• _Trecho do documento_
- - - - -
Merton Poesia e Contemplação IV

Thomas Merton — Poesia e Contemplação
Excertos da tradução do Mosteiro da Virgem (Petrópolis)

IV

OUTRO obstáculo. E talvez seja ele mais comum. Trata-se da inércia espiritual, da confusão interior, da frieza, da falta de confiança. Pode esse ser o caso dos que, depois de haverem iniciado bem, experimentam o inevitável “tombo” que surge quando a vida de meditação começa a tornar-se séria. Aquilo que no princípio parecia fácil e agradável, de repente mostra-se totalmente impossível. A mente não funciona. Não se consegue concentrar em coisa alguma. A imaginação e as emoções vagueiam. Por vezes disparam. A esta altura talvez, no meio de uma oração cheia de aridez, desolação e repugnância, inconscientes fantasias podem apoderar-se de quem medita. Podem ser desagradáveis e mesmo assustadoras. Com mais frequência, nossa vida interior torna-se simplesmente um deserto destituído de qualquer interesse.
- - - - -
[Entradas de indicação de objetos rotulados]
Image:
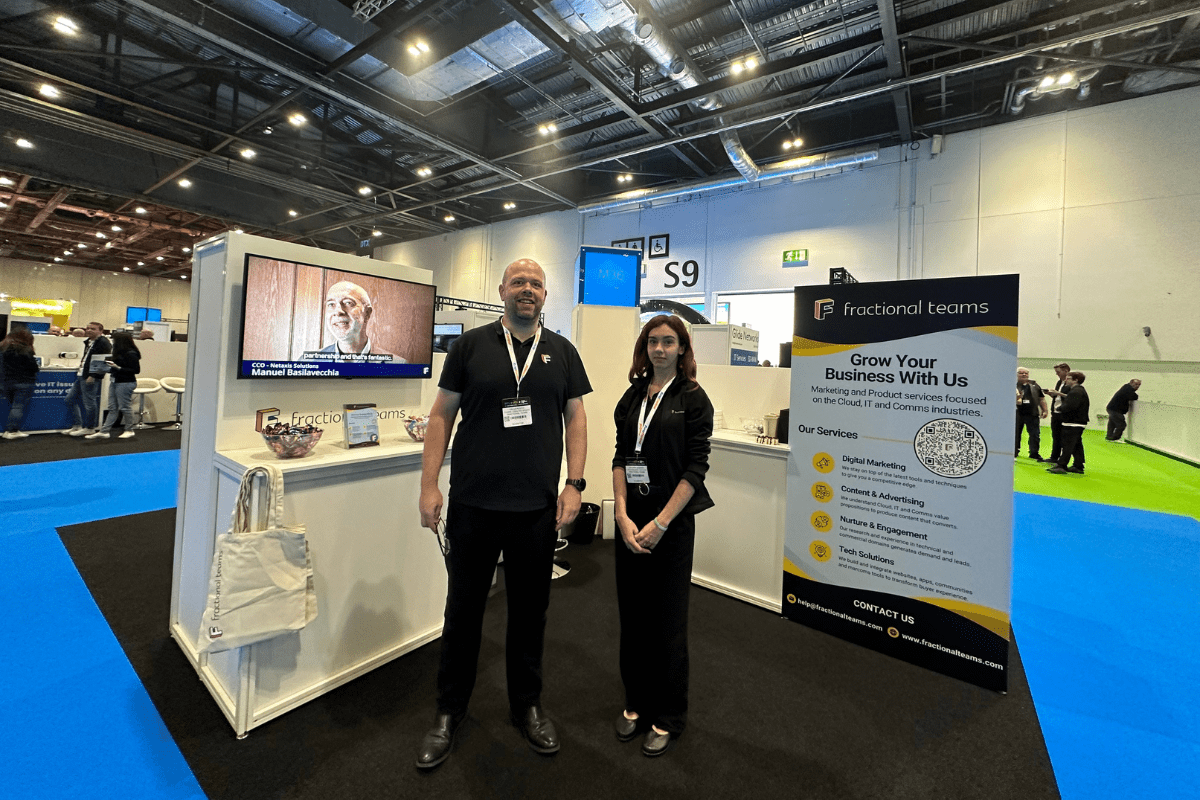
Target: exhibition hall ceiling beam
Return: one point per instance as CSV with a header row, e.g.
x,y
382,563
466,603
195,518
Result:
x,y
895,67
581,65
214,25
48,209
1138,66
- - - - -
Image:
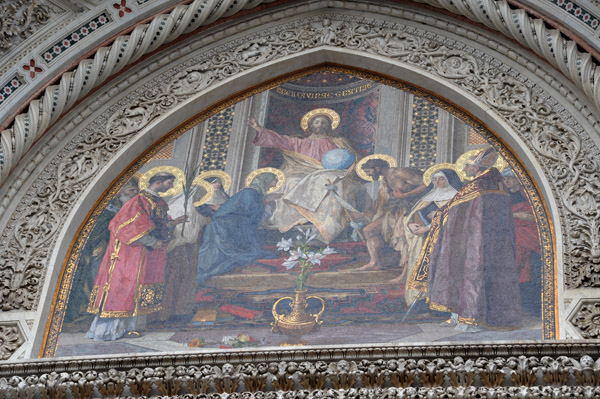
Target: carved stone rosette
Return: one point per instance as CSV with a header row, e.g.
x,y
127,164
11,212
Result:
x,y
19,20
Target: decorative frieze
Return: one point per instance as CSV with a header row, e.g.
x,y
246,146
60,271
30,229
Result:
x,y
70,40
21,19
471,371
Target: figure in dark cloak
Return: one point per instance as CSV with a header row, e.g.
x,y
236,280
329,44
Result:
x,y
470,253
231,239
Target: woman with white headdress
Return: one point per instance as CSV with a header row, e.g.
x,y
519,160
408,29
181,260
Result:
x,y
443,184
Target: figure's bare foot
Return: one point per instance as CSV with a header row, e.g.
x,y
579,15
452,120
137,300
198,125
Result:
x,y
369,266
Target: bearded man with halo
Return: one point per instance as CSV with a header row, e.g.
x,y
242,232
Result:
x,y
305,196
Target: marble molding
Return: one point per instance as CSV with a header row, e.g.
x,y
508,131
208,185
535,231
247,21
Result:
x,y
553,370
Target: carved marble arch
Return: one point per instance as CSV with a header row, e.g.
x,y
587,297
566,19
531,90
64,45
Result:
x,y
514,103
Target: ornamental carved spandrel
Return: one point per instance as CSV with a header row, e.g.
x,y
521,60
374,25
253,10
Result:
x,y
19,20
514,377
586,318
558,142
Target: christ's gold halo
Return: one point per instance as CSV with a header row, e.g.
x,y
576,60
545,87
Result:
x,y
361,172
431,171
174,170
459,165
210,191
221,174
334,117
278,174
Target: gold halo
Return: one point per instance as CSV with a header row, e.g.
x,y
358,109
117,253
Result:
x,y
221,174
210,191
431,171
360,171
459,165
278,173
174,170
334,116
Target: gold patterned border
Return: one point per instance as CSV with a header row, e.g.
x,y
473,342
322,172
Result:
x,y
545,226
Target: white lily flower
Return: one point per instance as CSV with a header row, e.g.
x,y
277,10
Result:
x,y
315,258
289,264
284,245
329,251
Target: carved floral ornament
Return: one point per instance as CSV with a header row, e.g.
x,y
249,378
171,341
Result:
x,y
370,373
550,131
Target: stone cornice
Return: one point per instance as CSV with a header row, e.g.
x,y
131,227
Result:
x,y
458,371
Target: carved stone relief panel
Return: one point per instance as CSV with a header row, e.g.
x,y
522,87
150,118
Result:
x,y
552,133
- - - - -
• _A tarefa_
Traduza para o inglês esta frase do trecho sobre a vida de meditação: "Aquilo que no princípio parecia fácil e agradável, de repente mostra-se totalmente impossível."

• _Exercício concluído_
What at first seemed easy and pleasant suddenly turns out to be completely impossible.